**Descrição da tarefa**
Com base no trecho sobre Jerry Siegel e Joe Shuster, explique por que Siegel se dedicou a escrever durante o período anterior à reparação concedida pela DC.

**Trecho do texto**
Que
Jerry Siegel e
Joe Shuster comeram o pão que a
DC amassou por causa do
Superman, todo mundo sabe. A pindaíba da dupla foi nervosa: Siegel, a esposa e a bebê passavam fome num
apartamento minúsculo sob constantes ameaças de despejo e Shuster, quase cego e sem condições de desenhar, dormia em
bancos de praça. Já a DC, bem...
Superman tinha vendas mensais estimadas em
mais de 1 milhão de exemplares na época em que os dois foram demitidos.
Eventualmente (e por
intermédio de Neal Adams), a editora do Detetive resolveu levar à dupla alguma justiça, ainda que tardia e irrisória. Mas durante aquele meio-tempo, só restava a Siegel fazer o que sabia melhor, escrever. E muito. E com raiva, muita raiva. Ele escreveu inúmeras cartas diretamente para a DC descascando a editora e seus diretores.
Hoje em dia, Jerry Siegel seria infernal nas redes sociais.

**Linhas do conjunto**

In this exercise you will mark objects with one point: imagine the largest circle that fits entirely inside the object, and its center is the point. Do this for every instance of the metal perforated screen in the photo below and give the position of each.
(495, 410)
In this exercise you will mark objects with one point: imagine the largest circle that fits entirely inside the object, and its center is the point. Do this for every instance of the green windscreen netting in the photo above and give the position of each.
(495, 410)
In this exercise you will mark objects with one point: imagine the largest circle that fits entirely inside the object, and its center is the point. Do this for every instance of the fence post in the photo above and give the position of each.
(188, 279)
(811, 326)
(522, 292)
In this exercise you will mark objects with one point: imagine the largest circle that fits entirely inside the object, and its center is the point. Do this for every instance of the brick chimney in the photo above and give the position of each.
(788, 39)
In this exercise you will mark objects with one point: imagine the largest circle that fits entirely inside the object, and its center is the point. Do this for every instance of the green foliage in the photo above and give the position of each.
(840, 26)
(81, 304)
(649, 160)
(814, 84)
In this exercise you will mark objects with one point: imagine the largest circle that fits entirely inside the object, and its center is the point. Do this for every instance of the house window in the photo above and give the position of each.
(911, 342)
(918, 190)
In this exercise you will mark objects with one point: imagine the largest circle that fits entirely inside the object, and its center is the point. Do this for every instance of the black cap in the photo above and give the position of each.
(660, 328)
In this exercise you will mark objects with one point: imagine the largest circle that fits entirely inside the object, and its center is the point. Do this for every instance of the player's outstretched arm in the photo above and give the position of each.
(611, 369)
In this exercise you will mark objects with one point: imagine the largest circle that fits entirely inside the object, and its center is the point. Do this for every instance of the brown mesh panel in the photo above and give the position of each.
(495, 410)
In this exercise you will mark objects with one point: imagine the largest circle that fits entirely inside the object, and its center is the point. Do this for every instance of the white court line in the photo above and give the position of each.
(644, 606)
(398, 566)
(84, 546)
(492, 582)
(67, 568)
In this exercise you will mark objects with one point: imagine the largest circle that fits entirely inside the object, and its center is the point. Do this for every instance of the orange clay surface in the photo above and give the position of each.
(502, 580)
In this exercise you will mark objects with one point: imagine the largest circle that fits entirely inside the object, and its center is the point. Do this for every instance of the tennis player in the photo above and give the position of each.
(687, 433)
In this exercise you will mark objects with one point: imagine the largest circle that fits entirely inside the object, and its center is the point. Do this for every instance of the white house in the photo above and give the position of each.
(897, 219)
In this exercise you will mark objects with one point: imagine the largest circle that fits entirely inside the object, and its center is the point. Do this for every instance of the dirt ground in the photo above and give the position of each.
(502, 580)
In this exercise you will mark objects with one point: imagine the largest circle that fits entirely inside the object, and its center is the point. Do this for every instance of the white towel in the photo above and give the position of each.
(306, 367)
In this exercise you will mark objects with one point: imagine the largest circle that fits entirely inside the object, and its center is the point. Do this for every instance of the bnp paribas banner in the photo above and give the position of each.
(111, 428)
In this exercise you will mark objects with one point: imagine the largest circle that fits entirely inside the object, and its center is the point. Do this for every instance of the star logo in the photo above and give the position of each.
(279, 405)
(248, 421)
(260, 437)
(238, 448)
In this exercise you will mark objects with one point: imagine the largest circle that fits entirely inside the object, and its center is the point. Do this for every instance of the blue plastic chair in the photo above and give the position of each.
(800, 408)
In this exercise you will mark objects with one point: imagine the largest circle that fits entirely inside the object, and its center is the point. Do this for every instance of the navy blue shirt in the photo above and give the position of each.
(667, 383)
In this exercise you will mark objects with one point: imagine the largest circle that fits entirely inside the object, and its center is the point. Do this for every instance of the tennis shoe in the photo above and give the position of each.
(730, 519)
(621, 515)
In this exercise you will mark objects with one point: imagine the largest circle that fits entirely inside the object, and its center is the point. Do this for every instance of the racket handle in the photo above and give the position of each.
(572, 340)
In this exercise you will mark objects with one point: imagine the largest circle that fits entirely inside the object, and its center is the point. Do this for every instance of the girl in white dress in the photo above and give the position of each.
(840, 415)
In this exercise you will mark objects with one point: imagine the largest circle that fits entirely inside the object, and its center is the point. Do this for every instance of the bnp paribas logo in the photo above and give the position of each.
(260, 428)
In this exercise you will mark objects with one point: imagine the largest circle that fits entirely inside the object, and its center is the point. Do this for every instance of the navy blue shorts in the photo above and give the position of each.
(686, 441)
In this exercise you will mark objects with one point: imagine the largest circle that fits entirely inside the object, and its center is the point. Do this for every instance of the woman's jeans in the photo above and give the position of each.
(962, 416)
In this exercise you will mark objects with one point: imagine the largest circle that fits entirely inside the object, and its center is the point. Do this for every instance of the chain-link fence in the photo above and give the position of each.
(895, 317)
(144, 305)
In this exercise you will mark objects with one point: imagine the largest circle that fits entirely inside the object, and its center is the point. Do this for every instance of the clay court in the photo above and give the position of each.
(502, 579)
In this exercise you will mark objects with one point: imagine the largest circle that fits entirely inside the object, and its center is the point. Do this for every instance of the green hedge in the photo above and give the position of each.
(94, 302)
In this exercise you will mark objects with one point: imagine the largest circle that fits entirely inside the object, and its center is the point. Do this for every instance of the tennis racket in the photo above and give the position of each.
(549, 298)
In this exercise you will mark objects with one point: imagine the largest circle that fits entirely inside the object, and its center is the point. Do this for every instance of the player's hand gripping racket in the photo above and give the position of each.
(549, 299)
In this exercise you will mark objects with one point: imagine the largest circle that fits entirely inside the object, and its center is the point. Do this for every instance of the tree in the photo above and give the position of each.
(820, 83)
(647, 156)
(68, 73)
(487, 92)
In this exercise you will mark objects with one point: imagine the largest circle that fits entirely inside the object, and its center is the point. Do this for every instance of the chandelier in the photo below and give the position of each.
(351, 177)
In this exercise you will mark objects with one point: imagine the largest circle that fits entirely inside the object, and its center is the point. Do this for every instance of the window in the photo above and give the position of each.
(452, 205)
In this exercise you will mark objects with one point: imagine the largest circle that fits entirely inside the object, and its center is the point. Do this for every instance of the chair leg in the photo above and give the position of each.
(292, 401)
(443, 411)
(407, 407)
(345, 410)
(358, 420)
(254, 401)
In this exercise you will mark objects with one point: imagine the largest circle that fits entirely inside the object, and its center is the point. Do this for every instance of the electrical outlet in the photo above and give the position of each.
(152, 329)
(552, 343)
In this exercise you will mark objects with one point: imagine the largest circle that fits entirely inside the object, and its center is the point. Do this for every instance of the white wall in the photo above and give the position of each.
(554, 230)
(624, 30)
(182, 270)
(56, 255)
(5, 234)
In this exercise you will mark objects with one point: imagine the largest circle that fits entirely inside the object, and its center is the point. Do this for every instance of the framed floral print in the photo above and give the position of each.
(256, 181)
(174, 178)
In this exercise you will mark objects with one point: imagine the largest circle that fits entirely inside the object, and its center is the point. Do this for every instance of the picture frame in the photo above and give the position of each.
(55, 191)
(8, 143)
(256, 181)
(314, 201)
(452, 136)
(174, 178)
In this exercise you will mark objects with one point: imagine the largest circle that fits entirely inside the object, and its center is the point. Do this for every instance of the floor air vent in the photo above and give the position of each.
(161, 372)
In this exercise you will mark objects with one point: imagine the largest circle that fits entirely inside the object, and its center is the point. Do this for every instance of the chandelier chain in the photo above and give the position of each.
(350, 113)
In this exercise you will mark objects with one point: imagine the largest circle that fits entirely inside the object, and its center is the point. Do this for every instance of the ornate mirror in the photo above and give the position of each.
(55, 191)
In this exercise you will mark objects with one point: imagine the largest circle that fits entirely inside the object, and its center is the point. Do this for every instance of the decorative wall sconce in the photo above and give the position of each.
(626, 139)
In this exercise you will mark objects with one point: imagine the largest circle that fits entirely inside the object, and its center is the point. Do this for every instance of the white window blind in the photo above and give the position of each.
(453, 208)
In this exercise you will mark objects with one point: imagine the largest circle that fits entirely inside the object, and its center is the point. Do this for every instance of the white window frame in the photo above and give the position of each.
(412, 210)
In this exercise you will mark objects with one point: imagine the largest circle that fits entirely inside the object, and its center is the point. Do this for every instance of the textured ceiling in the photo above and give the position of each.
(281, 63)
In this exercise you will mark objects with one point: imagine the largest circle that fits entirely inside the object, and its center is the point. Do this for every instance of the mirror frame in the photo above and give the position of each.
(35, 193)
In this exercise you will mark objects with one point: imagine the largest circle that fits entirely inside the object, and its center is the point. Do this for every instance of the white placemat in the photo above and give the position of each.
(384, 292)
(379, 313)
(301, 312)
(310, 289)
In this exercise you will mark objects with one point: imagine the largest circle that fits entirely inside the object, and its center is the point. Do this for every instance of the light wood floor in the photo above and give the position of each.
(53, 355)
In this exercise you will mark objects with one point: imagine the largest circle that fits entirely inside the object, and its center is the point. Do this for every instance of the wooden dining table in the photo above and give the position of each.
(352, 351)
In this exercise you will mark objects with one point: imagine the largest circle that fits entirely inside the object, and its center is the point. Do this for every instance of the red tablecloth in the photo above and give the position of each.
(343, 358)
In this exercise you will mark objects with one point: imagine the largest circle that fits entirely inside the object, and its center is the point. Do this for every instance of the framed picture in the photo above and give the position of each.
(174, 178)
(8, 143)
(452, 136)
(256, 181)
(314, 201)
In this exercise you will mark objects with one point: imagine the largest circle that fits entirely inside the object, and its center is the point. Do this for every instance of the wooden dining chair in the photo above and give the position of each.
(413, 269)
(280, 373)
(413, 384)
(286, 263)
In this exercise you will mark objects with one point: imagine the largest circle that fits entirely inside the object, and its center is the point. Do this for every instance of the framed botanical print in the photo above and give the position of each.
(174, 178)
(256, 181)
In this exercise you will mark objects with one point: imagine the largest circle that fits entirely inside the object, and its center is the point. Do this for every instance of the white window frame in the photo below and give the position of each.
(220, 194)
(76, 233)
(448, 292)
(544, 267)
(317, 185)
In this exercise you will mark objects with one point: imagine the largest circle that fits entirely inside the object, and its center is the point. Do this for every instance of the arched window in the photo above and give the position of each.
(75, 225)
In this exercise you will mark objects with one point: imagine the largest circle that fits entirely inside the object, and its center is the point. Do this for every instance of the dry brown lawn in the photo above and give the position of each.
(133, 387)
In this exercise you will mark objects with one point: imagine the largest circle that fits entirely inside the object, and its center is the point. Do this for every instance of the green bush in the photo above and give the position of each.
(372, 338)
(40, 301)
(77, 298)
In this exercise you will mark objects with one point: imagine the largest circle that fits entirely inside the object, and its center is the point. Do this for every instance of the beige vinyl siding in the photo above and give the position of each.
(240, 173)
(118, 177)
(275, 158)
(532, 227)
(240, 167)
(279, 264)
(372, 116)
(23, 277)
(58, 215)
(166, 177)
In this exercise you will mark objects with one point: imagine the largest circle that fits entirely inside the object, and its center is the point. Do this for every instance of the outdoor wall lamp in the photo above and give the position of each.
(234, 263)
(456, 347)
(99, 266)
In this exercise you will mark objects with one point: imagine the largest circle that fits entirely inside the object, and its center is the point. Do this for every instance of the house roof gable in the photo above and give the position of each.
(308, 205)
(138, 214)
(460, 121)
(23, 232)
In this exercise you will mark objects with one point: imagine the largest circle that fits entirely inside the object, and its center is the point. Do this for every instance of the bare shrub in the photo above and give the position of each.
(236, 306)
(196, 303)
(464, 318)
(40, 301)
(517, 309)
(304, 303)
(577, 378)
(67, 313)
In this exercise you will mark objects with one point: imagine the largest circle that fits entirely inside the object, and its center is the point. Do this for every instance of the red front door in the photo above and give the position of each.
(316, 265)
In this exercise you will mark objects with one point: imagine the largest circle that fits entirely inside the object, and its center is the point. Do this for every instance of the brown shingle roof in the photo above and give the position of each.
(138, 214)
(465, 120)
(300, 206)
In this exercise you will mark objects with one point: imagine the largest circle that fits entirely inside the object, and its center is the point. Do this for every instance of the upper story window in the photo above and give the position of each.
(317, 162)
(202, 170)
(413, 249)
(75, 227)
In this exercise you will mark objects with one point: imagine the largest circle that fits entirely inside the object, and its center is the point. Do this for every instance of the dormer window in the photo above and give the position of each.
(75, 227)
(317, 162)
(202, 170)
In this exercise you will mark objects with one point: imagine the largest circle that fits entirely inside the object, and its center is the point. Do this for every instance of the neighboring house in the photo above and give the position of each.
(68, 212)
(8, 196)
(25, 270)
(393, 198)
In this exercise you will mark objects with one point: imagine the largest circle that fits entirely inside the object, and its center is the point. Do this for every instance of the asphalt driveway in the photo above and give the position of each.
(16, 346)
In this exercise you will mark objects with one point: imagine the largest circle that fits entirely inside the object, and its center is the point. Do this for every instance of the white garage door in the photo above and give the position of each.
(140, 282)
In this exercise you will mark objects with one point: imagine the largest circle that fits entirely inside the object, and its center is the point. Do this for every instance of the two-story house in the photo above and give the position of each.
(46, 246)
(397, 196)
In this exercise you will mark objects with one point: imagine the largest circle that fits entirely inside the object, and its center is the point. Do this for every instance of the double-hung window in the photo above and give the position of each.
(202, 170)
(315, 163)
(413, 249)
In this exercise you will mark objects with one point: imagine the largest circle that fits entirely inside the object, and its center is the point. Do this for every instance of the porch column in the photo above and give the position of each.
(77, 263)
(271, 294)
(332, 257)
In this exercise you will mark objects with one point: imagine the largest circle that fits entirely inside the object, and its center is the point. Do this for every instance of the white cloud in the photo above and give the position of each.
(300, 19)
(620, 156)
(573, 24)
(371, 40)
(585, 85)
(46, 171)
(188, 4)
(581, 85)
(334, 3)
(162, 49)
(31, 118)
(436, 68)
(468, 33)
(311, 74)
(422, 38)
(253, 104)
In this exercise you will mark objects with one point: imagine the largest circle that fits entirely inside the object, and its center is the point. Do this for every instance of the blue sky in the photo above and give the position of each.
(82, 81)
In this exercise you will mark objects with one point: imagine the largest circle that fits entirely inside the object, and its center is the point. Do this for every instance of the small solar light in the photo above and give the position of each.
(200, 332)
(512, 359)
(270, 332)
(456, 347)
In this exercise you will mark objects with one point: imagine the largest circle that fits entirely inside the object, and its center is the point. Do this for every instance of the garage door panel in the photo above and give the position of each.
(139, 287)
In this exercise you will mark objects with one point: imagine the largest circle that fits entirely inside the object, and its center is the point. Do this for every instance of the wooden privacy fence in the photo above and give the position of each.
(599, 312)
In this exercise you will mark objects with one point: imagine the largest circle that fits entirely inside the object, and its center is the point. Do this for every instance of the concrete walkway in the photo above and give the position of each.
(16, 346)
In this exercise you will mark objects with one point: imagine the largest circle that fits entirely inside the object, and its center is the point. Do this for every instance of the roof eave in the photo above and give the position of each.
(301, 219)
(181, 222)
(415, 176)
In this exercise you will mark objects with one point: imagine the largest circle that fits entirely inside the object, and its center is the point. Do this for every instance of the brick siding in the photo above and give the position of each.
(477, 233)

**Resposta do exercício**
Naquele meio-tempo, só restava a Siegel fazer o que sabia melhor, que era escrever. Assim, escreveu muito e com muita raiva, enviando inúmeras cartas diretamente à DC com críticas à editora e a seus diretores.